### 課題の目的
以下の記録から、「opening」という語を含む行をすべて返しなさい。大文字と小文字は区別するものとする。

### 提供資料
____________

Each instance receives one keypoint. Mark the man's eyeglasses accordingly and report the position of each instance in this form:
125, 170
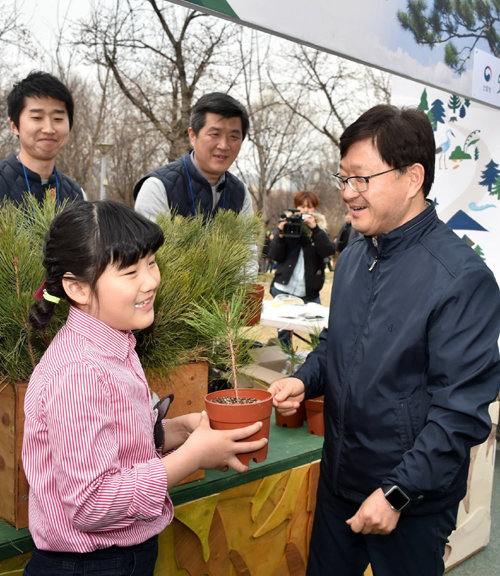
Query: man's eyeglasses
358, 183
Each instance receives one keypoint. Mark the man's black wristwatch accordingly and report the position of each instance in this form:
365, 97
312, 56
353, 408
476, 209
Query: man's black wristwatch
396, 497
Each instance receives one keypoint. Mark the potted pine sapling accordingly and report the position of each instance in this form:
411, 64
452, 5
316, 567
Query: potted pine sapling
199, 262
224, 324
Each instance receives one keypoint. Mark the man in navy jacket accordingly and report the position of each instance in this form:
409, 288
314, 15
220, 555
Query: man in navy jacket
408, 365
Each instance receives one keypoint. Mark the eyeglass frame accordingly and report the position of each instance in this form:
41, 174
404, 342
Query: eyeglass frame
367, 179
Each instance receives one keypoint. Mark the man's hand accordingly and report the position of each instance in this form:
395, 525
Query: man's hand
287, 393
374, 516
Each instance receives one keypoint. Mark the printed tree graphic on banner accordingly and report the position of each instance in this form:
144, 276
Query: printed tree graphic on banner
490, 175
438, 113
496, 189
463, 108
454, 103
424, 105
479, 251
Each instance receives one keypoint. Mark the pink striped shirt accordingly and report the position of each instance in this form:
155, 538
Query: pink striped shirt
95, 477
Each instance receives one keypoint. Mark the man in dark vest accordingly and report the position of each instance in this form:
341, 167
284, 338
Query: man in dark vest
199, 182
40, 109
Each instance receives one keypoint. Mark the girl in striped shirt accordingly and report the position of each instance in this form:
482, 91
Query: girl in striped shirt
98, 484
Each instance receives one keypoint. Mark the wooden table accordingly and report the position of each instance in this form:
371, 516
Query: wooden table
227, 523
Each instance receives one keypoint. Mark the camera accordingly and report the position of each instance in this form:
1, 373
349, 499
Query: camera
293, 223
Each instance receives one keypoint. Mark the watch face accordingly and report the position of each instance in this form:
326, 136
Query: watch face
396, 498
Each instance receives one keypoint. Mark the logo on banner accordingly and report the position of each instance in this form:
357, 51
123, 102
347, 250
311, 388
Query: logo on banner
485, 71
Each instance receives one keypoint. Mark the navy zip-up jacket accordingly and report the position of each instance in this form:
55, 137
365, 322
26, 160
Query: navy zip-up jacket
408, 365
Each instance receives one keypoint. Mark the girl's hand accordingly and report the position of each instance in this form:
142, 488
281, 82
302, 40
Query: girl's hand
211, 449
287, 393
177, 430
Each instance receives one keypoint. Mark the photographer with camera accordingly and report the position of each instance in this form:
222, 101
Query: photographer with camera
299, 248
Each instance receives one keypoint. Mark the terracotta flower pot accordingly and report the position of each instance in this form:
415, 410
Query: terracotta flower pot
292, 421
315, 417
253, 304
231, 416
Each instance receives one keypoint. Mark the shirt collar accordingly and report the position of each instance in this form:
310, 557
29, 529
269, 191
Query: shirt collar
113, 341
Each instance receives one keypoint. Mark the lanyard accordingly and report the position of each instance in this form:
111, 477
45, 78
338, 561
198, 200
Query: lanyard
29, 187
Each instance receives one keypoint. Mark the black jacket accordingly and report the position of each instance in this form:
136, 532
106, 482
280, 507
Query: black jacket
408, 365
14, 188
316, 246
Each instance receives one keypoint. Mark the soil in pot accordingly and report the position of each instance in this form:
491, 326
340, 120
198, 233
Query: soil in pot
256, 406
315, 417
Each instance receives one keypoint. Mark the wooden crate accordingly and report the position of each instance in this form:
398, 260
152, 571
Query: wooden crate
474, 513
188, 383
13, 484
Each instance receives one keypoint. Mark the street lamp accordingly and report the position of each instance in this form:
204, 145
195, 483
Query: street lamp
104, 149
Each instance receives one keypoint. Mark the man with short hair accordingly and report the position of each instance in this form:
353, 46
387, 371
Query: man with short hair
408, 365
199, 182
40, 109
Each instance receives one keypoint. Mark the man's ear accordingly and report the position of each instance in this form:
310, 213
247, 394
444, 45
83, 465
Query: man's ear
77, 291
416, 173
192, 136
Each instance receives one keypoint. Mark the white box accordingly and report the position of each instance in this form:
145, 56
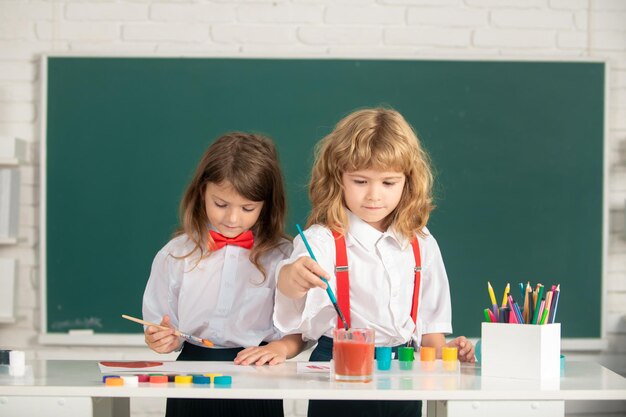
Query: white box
12, 149
523, 351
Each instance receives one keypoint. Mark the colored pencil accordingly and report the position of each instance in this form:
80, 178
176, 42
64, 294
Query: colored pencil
492, 296
537, 314
506, 294
555, 303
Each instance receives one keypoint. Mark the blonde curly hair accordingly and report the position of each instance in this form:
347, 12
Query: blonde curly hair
379, 139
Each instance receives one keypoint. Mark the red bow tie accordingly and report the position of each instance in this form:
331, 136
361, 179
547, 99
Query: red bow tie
245, 240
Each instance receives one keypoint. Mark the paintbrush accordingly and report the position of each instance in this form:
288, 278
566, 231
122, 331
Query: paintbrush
328, 290
177, 332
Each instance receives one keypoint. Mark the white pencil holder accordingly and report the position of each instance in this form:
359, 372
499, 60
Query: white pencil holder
523, 351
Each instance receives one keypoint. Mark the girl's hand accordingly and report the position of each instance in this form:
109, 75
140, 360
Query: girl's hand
273, 353
162, 340
465, 347
297, 278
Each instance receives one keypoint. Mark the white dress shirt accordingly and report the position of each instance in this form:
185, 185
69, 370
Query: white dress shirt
223, 297
381, 286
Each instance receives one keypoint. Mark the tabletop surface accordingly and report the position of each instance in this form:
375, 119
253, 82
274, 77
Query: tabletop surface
579, 381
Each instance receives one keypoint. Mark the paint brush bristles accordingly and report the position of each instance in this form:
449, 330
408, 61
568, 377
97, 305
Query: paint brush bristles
328, 290
177, 332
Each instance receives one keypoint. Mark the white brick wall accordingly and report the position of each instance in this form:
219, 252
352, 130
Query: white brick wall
296, 28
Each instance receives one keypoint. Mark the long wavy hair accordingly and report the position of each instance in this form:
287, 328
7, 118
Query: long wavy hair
379, 139
250, 163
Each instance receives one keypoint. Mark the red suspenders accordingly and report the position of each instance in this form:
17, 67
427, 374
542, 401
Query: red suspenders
343, 279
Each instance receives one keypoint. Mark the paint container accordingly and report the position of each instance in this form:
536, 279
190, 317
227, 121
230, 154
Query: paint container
201, 379
428, 354
449, 353
183, 379
131, 380
406, 356
353, 354
383, 358
212, 376
114, 382
158, 379
223, 381
4, 357
17, 363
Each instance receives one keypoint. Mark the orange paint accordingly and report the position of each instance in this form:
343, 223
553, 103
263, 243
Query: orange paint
354, 359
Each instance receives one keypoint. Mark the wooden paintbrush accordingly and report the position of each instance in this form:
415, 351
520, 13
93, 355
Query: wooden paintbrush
177, 332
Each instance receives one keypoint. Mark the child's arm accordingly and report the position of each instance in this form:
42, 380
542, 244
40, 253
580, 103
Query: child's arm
273, 353
162, 341
297, 278
437, 340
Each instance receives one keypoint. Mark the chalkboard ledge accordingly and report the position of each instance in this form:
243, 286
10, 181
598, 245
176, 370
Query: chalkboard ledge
110, 339
115, 339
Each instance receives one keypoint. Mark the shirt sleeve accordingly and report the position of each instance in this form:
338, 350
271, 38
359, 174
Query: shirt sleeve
311, 315
160, 297
435, 315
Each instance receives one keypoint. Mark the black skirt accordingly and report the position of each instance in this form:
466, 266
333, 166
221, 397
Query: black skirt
370, 408
186, 407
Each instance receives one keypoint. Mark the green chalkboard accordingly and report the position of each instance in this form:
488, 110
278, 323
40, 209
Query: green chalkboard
518, 149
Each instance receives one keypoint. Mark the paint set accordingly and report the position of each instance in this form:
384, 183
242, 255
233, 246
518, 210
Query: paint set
354, 353
218, 380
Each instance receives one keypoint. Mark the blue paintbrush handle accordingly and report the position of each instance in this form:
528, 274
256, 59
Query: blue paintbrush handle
328, 290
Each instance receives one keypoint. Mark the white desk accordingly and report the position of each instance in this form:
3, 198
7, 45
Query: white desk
580, 381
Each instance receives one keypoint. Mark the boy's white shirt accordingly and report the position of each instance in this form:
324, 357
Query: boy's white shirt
381, 286
223, 298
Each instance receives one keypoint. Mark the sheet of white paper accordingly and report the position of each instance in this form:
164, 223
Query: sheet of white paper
179, 367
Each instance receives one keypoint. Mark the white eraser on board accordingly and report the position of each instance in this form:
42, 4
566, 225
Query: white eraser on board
80, 332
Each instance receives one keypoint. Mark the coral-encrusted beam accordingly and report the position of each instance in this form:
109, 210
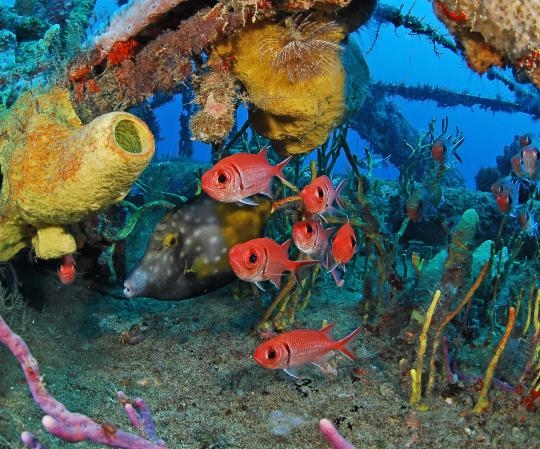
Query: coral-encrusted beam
59, 421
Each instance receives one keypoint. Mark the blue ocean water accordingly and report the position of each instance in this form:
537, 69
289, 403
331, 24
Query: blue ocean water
397, 56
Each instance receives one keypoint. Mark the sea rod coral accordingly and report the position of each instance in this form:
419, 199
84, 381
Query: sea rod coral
69, 426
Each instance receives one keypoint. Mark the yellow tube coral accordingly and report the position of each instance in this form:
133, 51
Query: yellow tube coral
56, 171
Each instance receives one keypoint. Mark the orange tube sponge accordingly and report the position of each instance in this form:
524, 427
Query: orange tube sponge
56, 171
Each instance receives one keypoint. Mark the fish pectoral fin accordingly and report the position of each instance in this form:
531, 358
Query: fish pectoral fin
293, 372
249, 201
324, 363
276, 280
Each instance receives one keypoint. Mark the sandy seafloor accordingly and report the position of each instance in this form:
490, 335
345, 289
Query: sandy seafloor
194, 369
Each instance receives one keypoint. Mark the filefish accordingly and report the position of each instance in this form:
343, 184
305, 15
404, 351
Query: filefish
239, 176
188, 252
291, 350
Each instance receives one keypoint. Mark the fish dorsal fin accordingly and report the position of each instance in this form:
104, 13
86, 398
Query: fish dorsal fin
248, 201
262, 154
328, 330
285, 245
293, 372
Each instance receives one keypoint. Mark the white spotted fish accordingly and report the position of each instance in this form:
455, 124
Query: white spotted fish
187, 254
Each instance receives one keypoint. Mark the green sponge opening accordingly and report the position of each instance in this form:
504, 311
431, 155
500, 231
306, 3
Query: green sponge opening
127, 136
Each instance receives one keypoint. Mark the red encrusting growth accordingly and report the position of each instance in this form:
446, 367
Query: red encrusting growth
121, 51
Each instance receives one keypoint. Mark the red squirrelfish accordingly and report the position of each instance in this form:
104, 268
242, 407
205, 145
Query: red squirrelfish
311, 238
263, 259
67, 271
529, 157
344, 244
319, 195
506, 194
527, 222
239, 176
293, 349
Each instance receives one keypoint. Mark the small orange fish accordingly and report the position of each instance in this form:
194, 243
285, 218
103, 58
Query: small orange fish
517, 166
67, 271
291, 350
506, 194
526, 139
439, 151
263, 259
344, 244
529, 156
527, 222
239, 176
311, 238
319, 195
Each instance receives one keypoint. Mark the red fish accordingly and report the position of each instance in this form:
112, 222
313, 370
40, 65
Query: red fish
506, 194
237, 177
438, 151
311, 238
526, 139
516, 165
527, 222
344, 244
293, 349
529, 157
67, 271
263, 259
319, 195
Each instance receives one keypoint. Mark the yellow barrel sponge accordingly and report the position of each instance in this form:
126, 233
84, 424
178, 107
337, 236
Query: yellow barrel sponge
294, 75
56, 171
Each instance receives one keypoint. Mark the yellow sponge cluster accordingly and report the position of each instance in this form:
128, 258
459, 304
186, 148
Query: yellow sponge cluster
55, 171
496, 32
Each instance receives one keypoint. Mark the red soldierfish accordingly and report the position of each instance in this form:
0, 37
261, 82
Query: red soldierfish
263, 259
529, 157
293, 349
319, 195
506, 194
311, 238
239, 176
67, 271
344, 244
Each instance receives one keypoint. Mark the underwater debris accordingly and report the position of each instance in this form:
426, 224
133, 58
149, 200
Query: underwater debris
495, 32
75, 427
58, 172
304, 49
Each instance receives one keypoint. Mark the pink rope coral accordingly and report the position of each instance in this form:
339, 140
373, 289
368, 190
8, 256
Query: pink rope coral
59, 421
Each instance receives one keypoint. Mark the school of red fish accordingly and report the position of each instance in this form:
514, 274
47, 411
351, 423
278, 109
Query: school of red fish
237, 178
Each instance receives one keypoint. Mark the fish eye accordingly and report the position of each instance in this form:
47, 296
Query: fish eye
170, 240
222, 178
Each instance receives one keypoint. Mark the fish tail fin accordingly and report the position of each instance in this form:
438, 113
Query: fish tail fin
345, 344
338, 193
279, 167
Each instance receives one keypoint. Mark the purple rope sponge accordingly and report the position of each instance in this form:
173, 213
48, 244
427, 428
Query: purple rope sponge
59, 421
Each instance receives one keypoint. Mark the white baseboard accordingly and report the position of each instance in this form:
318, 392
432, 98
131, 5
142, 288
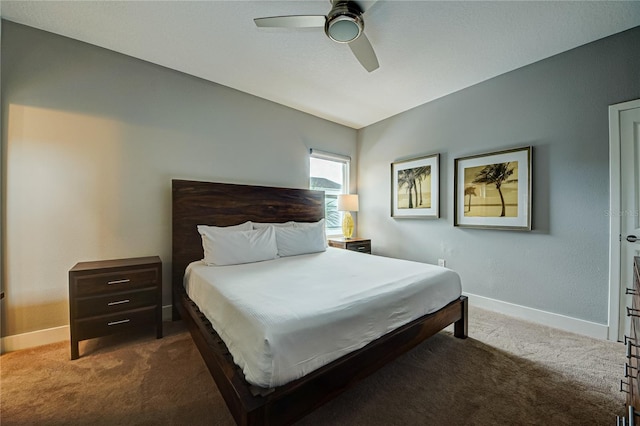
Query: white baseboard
562, 322
49, 335
34, 338
167, 314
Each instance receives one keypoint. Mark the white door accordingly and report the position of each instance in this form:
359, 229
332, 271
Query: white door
629, 214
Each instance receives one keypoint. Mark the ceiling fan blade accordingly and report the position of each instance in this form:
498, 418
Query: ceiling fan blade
363, 51
292, 21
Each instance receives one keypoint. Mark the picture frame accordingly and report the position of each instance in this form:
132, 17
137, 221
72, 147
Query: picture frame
415, 187
493, 190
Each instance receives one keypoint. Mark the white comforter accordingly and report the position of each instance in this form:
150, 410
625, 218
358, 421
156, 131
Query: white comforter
284, 318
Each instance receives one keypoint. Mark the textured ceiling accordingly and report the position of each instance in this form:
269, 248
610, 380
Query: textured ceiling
426, 49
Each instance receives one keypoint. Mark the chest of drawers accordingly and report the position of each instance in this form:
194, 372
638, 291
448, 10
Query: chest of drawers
112, 296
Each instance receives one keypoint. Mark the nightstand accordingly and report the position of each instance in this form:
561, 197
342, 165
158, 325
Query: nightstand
361, 245
112, 296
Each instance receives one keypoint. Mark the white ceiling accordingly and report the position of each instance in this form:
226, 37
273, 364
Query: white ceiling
426, 49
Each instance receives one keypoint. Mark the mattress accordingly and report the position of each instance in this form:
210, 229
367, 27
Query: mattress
284, 318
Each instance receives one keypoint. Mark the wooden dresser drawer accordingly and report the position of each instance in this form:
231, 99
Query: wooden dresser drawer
115, 281
115, 323
364, 247
361, 245
115, 302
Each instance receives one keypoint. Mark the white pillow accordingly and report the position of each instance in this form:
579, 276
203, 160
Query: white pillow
319, 224
292, 241
260, 225
224, 247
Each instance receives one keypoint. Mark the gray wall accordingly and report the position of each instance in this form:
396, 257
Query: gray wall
558, 106
92, 140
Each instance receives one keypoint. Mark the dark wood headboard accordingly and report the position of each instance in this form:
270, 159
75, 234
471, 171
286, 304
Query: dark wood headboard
223, 204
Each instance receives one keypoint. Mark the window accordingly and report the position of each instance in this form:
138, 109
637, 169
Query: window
330, 173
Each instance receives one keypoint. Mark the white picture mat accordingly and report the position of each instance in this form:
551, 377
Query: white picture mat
433, 211
522, 220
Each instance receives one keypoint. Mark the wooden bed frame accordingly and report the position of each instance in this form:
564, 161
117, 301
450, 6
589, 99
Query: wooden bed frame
223, 204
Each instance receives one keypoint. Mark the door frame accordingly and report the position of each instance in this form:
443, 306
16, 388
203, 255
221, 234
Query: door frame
615, 219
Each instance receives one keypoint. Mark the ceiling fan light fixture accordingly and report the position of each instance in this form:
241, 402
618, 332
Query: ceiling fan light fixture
344, 29
344, 23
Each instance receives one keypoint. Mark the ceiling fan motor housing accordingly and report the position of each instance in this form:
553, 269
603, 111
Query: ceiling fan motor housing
344, 22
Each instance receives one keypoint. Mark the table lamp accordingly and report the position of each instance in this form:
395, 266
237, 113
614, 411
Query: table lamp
347, 203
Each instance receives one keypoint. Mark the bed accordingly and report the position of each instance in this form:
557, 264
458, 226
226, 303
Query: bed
219, 204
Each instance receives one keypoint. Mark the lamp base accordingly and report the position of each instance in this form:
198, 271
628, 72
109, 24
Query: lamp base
347, 225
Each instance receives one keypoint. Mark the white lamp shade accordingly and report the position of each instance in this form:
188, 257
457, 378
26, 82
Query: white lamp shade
348, 203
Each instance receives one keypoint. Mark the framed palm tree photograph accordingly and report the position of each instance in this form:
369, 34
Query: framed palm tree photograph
415, 187
494, 190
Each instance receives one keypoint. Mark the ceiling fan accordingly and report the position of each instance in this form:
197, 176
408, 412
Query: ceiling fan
343, 24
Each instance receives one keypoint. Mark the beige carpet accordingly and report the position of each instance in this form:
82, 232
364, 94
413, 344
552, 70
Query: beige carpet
508, 372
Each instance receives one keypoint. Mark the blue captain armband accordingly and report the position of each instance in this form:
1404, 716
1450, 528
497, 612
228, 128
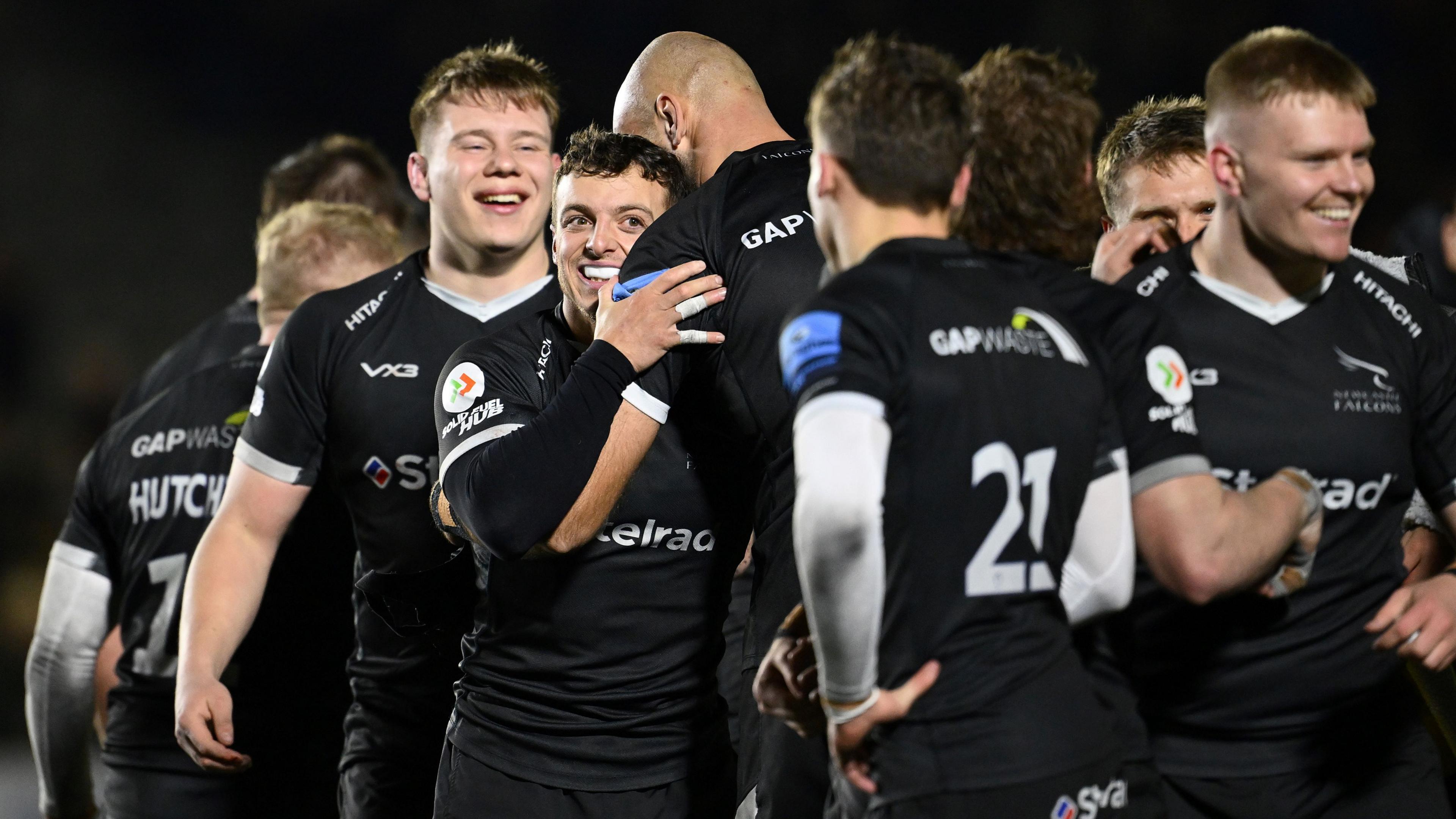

____________

### この問題の解答
Each instance receives one keypoint. Mark the green sponge opening accordingly and report the position of each instance in this form:
Query: green sponge opening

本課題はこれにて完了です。